§ Objective:
Copy the following passage on community-funded reading grants for local schools in full, word for word.

§ Selected text:
The first award from that fund was in 2009, and supported the teaching of classic children’s literature at Pittsfield Elementary School.

“We continue to solicit donations from the community,” Thomas said.  “This year, we awarded over $10,000 to our elementary schools to support various reading programs.”

Another Great Idea Grant goes to Bryant Elementary for books that are good to read aloud.

“We’re trying to engage the parents and other community members in reading to the students,” he said.

Grants Committee chair Melinda Colquitt said she was surprised there was such a large consensus among committee members about what to fund, considering that this year the group was evenly split between younger members and retirees.

Though she believes each grant is valuable, she has a few favorites.

“The Science Extravaganza always excites us,” she said, explaining that Huron High School at the end of the year invites its feeder elementary schools to Huron as they present science experiments for them.

Colquitt said this year there was an emphasis on early education.

“Many of us are coming to the conclusion that if you help at the beginning, kids will have more success later,” she said. “It’s late by the time they get to middle school and high school, so we granted a lot of books at the lower elementary level. One project asked for packets books that they could give out at the kindergarten round-up so the kids and their parents would work on them over the summer before they arrived for kindergarten. I think that’s extremely important.”

§ Records shown:
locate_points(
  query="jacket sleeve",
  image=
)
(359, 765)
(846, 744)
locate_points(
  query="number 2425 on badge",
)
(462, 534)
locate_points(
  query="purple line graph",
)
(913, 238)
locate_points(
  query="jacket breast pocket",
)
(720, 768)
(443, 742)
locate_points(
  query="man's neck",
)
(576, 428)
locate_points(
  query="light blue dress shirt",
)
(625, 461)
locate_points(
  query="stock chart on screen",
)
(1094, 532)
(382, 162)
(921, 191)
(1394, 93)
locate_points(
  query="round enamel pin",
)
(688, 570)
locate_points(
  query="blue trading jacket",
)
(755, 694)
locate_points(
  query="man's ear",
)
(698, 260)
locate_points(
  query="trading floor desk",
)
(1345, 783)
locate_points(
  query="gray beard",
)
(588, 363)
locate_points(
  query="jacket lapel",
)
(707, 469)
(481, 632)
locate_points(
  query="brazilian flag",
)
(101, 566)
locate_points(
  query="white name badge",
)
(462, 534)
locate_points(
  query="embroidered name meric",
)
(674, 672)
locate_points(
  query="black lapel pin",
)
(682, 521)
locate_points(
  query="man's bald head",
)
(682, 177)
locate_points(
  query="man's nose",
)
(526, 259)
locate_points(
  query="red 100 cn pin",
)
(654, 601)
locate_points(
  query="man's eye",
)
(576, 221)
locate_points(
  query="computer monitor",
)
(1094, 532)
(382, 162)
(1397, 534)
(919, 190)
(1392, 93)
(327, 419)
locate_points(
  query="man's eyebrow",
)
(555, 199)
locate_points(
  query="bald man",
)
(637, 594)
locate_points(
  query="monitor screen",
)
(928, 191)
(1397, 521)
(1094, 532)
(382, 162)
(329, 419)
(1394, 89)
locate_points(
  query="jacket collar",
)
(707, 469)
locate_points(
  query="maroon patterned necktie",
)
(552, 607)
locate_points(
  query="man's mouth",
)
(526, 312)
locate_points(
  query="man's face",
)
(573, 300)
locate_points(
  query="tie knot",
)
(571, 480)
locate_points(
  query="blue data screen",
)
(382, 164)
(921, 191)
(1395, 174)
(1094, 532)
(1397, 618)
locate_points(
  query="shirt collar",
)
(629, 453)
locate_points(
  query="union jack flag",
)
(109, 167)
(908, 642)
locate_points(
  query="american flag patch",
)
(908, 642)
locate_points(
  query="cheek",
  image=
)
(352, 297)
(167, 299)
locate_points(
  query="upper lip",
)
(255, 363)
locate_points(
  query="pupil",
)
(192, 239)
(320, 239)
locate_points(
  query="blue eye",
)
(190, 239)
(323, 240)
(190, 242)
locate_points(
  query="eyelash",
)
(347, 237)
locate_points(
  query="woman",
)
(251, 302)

§ Output for this exercise:
The first award from that fund was in 2009, and supported the teaching of classic children’s literature at Pittsfield Elementary School.

“We continue to solicit donations from the community,” Thomas said.  “This year, we awarded over $10,000 to our elementary schools to support various reading programs.”

Another Great Idea Grant goes to Bryant Elementary for books that are good to read aloud.

“We’re trying to engage the parents and other community members in reading to the students,” he said.

Grants Committee chair Melinda Colquitt said she was surprised there was such a large consensus among committee members about what to fund, considering that this year the group was evenly split between younger members and retirees.

Though she believes each grant is valuable, she has a few favorites.

“The Science Extravaganza always excites us,” she said, explaining that Huron High School at the end of the year invites its feeder elementary schools to Huron as they present science experiments for them.

Colquitt said this year there was an emphasis on early education.

“Many of us are coming to the conclusion that if you help at the beginning, kids will have more success later,” she said. “It’s late by the time they get to middle school and high school, so we granted a lot of books at the lower elementary level. One project asked for packets books that they could give out at the kindergarten round-up so the kids and their parents would work on them over the summer before they arrived for kindergarten. I think that’s extremely important.”